- Genre: Indian Soap Opera
- Created by: Ideas Creations
- Story by: Sutanu Gupta Dialogues Sambaran Dutta
- Directed by: Arindam Ganguly Anal Chakraborty
- Starring: Arindam Ganguly Tilottama Dutta Aparajita Adhya
- Voices of: Arindam Ganguly
- Opening theme: "Aye Khuku Aye"
- Composer: Chandan Roy Chowdhury
- Country of origin: India
- Original language: Bengali
- No. of seasons: 1
- No. of episodes: 337

Production
- Producers: Prosenjit Chatterjee Arpita Chatterjee
- Production location: Kolkata
- Running time: 21 Minutes
- Production company: Ideas Creations

Original release
- Network: Zee Bangla
- Release: 29 August 2011 – 22 September 2012

= Kanakanjali =

Indian Bengali television serial

Kanakanjali is a Bengali television serial which used to air on Zee Bangla.

==Plot==
The show Kanakanjali is the story of Shuvro Chowdhury and his two daughters Sreya and Jhimli. Shuvro is the proud father of four children. His elder son Probal is a textile engineer and the younger son Promit is a management graduate. Shuvro, a saree dealer by profession, has always nurtured a dream that one day Probal and Promit would carry forward his business. Shuvro seems to have the picture perfect family envied by all. Life is fantastic till the time Shuvro realizes that Probal and Promit have no interest in appreciating the much nurtured dream of their father. A time comes when the two sons almost desert their father. An emotionally and financially bankrupt father has none for support. To his surprise, Shuvro has Sreya by his side who fights to get back the lost honour of her father.

- - - -

◆ **Set exercise**:
Answer these from the Kanakanjali page:
(a) On which network did the serial air?
(b) How many episodes did it have?
(c) What is Probal's profession?

◆ **Dataset excerpts**:
- - - -

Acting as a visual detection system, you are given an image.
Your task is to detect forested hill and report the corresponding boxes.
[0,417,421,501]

- - - -

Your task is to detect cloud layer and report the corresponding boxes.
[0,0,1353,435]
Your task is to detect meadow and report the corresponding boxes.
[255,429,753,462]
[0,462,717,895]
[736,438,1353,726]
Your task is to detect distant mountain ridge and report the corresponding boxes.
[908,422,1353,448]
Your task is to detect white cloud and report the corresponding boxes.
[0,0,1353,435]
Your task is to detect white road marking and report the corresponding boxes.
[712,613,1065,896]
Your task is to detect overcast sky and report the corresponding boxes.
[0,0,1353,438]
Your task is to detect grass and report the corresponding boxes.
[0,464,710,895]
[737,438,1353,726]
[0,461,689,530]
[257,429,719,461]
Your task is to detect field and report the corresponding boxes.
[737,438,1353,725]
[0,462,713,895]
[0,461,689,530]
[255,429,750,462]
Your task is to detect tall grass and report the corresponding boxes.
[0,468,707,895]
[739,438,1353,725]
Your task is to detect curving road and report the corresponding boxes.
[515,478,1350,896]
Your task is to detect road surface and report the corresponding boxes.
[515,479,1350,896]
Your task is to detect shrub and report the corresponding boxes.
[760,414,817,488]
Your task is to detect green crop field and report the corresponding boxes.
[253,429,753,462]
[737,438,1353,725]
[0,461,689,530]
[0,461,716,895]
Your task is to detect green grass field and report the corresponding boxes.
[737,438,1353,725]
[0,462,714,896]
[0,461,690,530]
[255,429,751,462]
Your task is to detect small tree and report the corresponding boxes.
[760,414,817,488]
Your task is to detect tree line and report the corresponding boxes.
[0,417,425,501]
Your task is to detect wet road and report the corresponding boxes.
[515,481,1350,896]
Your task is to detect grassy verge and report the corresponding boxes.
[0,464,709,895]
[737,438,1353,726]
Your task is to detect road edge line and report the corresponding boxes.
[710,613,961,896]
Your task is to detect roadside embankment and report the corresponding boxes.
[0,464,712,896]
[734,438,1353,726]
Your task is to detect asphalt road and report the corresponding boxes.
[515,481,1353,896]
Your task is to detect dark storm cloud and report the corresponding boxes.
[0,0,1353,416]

- - - -

◆ **Task output**:
(a) Zee Bangla
(b) 337
(c) Textile engineer